Mix carefully and quickly and seed the cell suspension in 16 wells on top of the collagen cushion. For optimal seeding of pancreatic acini it is crucial to keep all tubes in ice before plating and proceed with speed but at the same time careful pipetting to avoid air bubble formation is essential to create a homogenous collagen matrix. Incubate the cells at 37 degrees celsius for one hour to allow a hydrogel to form.

Then to induce pancreatic organoids, overlay the collagen hydrogels with 500 microliters of acinar culture medium supplemented with doxycycline. To subculture the organoids, discard the culture medium, carefully extract the hydrogels, and transfer them to conical tubes containing four milliliters of collagenase I solution B then incubate the tubes at 37 degrees celsius with vigorous shaking for 30 minutes before spinning down the cells and removing the supernatant. After trypsinizing the cells and removing the PBS supernatant, use ice cold basement membrane matrix to resuspend the cell pellet and seed the suspension in ultra low attachment plates.
········
[EXERCISE INSTRUCTIONS]
1. In the pancreatic organoid protocol, how long do the seeded cells incubate at 37 degrees Celsius for the hydrogel to form?
2. Write a continuation of the pancreatic organoid protocol, picking up after its last sentence.

[Rows excerpted from a collection]
········
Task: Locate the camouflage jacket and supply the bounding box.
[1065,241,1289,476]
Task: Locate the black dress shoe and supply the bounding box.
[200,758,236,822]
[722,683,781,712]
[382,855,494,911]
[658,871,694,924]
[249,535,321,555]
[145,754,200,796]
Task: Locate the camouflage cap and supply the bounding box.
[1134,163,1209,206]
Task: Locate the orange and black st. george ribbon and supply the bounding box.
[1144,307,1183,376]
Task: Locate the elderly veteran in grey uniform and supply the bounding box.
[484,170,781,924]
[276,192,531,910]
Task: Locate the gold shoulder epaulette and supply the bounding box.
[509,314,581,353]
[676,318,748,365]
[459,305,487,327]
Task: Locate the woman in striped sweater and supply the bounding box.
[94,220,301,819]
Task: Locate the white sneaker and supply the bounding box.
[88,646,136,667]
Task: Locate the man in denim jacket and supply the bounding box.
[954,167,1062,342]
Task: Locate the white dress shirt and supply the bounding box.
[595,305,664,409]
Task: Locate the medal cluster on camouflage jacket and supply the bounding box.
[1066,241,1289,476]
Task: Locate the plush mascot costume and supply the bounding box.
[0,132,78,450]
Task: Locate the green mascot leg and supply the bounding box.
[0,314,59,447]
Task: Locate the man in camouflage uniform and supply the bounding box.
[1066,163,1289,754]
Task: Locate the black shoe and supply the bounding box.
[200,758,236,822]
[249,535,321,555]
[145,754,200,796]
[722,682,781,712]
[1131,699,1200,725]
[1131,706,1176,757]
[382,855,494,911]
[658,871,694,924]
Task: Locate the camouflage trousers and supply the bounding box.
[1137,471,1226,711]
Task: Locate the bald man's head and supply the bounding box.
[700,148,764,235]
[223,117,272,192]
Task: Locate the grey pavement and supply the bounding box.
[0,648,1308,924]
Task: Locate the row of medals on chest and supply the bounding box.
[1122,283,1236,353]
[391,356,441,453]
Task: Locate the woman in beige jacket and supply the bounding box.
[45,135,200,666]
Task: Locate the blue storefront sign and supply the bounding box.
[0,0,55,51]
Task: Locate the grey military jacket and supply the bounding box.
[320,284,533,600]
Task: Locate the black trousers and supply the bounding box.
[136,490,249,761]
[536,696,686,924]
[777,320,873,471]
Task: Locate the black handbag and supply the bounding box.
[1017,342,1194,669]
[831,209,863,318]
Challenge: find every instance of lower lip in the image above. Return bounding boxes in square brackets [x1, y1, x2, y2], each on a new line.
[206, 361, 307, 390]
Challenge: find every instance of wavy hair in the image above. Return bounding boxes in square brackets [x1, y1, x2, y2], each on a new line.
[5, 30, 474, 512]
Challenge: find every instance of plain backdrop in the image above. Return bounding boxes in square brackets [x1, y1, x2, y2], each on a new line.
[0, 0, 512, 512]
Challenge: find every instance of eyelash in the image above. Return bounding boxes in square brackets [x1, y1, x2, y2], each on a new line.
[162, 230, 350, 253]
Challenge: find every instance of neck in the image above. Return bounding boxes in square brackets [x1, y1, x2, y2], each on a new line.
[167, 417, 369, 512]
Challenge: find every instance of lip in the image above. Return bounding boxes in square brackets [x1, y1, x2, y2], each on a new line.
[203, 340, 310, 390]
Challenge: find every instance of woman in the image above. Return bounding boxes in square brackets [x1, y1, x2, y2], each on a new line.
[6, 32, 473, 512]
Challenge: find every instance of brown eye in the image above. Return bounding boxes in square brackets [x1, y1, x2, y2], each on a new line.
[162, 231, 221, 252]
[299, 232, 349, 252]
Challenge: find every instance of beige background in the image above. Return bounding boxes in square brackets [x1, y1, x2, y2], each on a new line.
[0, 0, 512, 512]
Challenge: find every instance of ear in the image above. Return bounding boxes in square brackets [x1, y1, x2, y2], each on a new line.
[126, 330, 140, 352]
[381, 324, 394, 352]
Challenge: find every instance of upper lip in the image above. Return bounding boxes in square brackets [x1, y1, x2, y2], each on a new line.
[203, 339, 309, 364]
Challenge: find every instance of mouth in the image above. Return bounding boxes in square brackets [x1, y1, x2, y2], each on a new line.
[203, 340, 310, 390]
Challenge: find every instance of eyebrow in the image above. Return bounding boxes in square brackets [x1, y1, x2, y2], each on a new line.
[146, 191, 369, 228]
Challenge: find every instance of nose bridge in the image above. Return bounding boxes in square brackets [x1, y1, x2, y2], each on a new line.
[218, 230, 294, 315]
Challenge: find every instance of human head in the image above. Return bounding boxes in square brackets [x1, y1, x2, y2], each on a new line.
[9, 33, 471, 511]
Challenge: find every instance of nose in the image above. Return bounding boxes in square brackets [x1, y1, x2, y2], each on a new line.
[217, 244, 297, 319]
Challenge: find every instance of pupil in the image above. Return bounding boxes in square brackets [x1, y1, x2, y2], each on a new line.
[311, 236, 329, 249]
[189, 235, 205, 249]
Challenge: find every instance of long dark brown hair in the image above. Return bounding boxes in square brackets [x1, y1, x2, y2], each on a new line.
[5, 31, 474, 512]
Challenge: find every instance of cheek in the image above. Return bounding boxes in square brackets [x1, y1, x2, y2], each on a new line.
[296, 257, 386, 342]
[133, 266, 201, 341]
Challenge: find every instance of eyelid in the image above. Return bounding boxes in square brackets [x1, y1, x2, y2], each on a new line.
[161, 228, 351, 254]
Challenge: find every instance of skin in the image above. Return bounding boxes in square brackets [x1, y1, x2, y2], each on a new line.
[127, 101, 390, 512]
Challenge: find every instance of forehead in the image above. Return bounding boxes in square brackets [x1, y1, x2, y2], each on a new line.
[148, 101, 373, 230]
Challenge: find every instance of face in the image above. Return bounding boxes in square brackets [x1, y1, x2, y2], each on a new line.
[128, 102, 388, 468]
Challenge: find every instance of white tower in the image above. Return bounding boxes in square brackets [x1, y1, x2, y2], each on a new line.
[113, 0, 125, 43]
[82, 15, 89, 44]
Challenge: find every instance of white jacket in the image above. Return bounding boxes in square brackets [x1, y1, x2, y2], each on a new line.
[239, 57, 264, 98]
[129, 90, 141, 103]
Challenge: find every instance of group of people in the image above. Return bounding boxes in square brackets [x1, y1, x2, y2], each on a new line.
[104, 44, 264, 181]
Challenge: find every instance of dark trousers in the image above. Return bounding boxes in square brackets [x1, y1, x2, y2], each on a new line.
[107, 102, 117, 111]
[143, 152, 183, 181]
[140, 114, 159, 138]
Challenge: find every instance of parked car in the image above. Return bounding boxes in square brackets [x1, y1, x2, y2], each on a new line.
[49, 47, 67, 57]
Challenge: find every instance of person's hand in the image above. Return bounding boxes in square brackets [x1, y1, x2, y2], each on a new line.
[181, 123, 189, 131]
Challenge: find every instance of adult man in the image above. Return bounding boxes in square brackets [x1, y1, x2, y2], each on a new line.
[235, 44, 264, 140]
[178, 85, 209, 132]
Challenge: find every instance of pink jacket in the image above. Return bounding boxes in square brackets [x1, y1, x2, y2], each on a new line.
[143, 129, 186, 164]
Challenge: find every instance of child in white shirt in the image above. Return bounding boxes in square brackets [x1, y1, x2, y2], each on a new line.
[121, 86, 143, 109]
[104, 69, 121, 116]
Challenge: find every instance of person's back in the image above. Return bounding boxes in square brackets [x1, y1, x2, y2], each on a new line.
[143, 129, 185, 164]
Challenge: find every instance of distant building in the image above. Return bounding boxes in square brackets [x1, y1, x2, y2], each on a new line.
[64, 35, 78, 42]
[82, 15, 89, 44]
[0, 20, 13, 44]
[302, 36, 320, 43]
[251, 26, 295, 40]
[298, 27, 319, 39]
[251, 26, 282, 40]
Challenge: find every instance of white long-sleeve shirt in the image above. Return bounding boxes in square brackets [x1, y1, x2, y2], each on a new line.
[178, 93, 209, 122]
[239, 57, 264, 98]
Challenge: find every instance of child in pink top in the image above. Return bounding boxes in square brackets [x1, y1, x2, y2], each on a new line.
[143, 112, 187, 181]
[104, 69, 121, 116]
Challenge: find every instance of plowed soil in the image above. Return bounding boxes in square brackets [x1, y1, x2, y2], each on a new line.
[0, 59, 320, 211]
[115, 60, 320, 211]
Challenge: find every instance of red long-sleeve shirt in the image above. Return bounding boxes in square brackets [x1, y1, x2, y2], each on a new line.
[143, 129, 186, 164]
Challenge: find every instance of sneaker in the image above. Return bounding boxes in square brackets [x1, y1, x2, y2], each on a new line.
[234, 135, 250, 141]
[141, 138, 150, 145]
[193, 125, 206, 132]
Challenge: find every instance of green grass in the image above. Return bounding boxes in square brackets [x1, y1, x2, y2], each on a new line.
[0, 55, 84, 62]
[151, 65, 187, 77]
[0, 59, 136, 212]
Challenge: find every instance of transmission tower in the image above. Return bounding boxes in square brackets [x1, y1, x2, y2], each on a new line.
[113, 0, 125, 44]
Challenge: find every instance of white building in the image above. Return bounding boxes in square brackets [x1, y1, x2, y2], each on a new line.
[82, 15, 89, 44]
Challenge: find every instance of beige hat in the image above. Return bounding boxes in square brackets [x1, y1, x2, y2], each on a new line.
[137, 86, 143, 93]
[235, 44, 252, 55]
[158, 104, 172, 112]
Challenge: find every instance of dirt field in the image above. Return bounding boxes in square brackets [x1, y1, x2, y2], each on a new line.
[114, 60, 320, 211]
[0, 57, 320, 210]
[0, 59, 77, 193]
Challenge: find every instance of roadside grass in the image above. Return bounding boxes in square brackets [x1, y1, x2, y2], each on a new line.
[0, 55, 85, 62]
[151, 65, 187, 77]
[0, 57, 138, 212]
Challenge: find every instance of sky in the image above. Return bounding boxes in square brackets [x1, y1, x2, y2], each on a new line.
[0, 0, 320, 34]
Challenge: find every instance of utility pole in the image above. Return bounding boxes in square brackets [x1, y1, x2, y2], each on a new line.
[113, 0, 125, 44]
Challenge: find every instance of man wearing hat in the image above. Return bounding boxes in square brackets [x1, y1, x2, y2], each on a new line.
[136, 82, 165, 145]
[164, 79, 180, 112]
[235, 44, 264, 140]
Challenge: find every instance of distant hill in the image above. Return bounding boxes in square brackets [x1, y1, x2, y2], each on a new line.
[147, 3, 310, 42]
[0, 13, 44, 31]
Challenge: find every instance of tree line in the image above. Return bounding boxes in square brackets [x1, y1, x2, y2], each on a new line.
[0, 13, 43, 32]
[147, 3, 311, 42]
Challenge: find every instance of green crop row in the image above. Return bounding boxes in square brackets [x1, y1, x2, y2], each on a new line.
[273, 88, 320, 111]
········
[OUTPUTS BY TASK]
1. One hour.

2.
Let the basement membrane matrix hydrogel solidify by incubating the plates at 37 degrees celsius for 40 minutes and then overlay with pancreatic organoid medium. yDucts will grow as cyst like organoids in seven to 10 days. Careful gating of primary mammary LD epithelial cells into the three subpopulations shown here is essential to isolate a pure preparation of LD cells that are fully differentiated and completely growth arrested when seeded in mammary gland colony forming conditions.

Conversely, when induced to express exogenous YAP, LD cells start proliferating to form easily recognizable dense epithelial colonies in 5%basement membrane matrix suspension cultures. Under basement membrane matrix organoid culture conditions, reprogrammed luminal cells self organize into complex organoid like structures that develop around multiple lumens and self renew even in the absence of doxycycline. Within the five to seven days of culture in 3D collagen I based hydrogel in the presence of doxycycline, differentiated panrcreatic acini readily turn into duct like clusters or yDucts composed of a thin monolayer of epithelial cells that proliferate around an expanding central cavity.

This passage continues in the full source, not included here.